* Begin *

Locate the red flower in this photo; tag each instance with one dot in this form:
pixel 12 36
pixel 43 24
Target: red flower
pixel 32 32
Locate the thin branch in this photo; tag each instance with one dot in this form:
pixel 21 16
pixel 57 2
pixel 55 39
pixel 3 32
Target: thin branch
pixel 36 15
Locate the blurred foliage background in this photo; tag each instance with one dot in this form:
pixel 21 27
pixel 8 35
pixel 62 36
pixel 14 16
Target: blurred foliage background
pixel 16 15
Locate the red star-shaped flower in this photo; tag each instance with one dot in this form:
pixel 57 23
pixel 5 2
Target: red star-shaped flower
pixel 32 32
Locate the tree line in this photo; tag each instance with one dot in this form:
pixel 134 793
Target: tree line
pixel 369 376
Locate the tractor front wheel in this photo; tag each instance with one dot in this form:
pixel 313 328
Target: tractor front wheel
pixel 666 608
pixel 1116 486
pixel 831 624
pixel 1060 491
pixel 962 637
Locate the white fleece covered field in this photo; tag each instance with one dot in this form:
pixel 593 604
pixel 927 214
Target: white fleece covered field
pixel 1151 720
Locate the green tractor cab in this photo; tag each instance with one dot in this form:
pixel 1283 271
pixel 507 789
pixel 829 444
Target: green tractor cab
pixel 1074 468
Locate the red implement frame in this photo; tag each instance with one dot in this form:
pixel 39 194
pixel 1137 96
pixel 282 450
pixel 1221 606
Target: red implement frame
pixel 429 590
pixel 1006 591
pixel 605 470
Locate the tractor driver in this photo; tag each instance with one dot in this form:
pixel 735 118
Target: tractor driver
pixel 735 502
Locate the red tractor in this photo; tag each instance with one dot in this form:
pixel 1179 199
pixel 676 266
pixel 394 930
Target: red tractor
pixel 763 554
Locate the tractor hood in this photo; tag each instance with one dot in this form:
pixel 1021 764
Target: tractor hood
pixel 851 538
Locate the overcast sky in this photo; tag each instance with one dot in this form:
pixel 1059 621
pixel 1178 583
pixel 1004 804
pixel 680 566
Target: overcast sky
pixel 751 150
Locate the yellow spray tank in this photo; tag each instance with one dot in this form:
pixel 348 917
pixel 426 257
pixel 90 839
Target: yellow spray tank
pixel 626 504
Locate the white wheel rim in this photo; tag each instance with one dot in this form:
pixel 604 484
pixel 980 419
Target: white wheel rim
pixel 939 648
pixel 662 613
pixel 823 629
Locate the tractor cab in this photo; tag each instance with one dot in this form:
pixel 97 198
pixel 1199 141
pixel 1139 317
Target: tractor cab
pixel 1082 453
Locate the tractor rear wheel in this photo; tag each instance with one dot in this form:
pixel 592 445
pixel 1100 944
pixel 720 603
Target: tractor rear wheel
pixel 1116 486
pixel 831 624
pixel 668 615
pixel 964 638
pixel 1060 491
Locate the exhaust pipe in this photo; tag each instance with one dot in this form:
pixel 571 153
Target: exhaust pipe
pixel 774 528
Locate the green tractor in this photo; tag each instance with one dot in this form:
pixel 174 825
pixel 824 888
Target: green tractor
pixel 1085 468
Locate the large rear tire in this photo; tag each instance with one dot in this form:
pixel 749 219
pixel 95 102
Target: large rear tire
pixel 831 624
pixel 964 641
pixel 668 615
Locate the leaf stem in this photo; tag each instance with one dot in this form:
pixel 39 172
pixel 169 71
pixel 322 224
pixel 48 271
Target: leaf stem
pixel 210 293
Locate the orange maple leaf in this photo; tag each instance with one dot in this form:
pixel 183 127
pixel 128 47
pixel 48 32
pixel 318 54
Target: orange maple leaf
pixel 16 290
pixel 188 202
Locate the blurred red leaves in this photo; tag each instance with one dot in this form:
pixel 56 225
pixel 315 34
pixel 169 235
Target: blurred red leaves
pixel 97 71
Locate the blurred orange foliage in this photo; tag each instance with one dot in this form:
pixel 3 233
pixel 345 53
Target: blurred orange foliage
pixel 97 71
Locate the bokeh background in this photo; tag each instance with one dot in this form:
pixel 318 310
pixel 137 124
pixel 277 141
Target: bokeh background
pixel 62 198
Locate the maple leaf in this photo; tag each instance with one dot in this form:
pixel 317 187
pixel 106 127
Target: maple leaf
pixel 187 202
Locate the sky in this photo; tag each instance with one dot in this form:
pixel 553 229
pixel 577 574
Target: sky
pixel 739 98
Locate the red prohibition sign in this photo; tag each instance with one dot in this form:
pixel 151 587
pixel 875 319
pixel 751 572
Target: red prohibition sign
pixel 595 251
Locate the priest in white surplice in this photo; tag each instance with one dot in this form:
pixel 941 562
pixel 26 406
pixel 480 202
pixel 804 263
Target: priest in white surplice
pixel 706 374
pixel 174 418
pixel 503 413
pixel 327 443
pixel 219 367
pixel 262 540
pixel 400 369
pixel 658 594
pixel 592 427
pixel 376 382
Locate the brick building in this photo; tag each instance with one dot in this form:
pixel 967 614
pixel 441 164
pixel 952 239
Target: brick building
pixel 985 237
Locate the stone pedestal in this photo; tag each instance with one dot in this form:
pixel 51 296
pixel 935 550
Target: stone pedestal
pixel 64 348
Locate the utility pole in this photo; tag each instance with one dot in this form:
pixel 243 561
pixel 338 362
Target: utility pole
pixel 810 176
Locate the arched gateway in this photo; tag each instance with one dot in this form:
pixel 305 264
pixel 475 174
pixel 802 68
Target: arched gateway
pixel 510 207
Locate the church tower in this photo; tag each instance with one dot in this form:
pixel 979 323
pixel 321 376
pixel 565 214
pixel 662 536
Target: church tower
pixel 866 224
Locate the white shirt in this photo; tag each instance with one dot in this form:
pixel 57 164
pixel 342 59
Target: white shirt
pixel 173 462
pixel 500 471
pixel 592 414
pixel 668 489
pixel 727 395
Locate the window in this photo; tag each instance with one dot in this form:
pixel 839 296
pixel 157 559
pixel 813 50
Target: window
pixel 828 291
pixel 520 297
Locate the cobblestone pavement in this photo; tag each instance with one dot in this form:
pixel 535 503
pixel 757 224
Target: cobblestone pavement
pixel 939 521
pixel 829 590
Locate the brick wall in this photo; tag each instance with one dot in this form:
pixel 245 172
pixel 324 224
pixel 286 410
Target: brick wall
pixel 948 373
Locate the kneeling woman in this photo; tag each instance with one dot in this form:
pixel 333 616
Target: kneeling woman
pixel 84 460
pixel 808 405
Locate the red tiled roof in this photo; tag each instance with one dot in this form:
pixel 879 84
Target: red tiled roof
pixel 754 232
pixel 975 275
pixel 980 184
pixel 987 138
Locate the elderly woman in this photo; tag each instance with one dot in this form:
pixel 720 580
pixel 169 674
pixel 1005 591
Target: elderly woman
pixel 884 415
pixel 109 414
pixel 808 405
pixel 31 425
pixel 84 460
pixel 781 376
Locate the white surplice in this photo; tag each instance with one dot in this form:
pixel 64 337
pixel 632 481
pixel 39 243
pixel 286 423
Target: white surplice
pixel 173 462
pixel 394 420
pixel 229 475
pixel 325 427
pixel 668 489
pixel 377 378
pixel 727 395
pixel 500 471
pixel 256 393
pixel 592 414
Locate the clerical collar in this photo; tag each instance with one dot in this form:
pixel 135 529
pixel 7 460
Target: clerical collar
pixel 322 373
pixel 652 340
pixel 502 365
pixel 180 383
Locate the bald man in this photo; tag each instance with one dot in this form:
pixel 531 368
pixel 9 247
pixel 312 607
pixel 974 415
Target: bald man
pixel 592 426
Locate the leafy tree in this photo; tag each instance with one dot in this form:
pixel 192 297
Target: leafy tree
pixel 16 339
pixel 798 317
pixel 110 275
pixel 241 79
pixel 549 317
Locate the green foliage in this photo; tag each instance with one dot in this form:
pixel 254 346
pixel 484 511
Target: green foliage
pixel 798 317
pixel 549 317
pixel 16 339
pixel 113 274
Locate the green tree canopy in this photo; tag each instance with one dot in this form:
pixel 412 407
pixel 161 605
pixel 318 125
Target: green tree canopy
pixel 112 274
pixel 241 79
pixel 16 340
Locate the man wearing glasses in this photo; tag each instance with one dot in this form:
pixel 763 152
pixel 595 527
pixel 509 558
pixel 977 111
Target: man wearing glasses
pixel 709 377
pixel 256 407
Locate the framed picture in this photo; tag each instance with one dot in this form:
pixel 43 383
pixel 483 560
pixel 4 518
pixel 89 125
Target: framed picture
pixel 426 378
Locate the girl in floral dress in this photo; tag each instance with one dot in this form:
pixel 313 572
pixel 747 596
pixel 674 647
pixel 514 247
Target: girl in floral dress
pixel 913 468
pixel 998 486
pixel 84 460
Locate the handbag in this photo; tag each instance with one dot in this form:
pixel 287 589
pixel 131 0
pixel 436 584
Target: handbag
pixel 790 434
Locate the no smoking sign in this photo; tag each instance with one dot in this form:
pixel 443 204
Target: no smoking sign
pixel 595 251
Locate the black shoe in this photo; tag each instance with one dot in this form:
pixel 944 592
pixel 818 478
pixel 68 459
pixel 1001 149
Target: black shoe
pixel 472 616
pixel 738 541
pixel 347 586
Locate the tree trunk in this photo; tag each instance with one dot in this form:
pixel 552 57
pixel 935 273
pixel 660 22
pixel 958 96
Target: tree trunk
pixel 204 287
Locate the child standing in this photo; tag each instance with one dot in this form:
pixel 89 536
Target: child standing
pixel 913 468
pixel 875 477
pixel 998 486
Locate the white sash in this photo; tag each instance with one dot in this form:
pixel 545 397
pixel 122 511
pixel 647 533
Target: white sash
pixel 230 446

* End *

- _What is needed_
Please copy the records word for word, starting at their first line and ending with the line that contains "pixel 763 554", both ends included.

- _Finished task_
Locate the red flower in this photo; tag each instance with one dot in this form:
pixel 12 36
pixel 43 24
Target: red flower
pixel 32 32
Locate the thin branch in this photo; tag each instance with one dot in this form:
pixel 21 16
pixel 57 2
pixel 55 39
pixel 3 32
Target: thin branch
pixel 36 15
Locate the blurred foliage background in this photo; tag each instance with one dot in this form:
pixel 21 27
pixel 8 35
pixel 62 36
pixel 14 16
Target: blurred foliage background
pixel 16 15
Locate the red star-shaped flower in this photo; tag each instance with one dot in this form:
pixel 57 23
pixel 5 2
Target: red star-shaped flower
pixel 32 32
Locate the tree line in this photo; tag each instance with one dot in this form:
pixel 134 793
Target: tree line
pixel 369 376
Locate the tractor front wheel in this photo; tag each instance with one dot in this form:
pixel 313 328
Target: tractor front wheel
pixel 666 608
pixel 1116 486
pixel 831 624
pixel 1060 491
pixel 962 637
Locate the white fleece covered field in this photo; tag each instance with one dot in this form:
pixel 593 604
pixel 927 214
Target: white fleece covered field
pixel 1151 720
Locate the green tractor cab in this photo; tag each instance with one dot in this form:
pixel 1283 271
pixel 507 789
pixel 829 444
Target: green tractor cab
pixel 1074 468
Locate the red implement frame in this photo; tag each instance with one dot in this form:
pixel 39 194
pixel 1137 96
pixel 282 450
pixel 1221 606
Target: red implement frame
pixel 429 590
pixel 1006 591
pixel 605 470
Locate the tractor driver in this photo; tag each instance with one dot in this form:
pixel 735 118
Target: tractor driver
pixel 735 502
Locate the red tractor in this photo; tag each instance with one dot in this form:
pixel 1179 199
pixel 676 266
pixel 394 930
Target: red tractor
pixel 763 554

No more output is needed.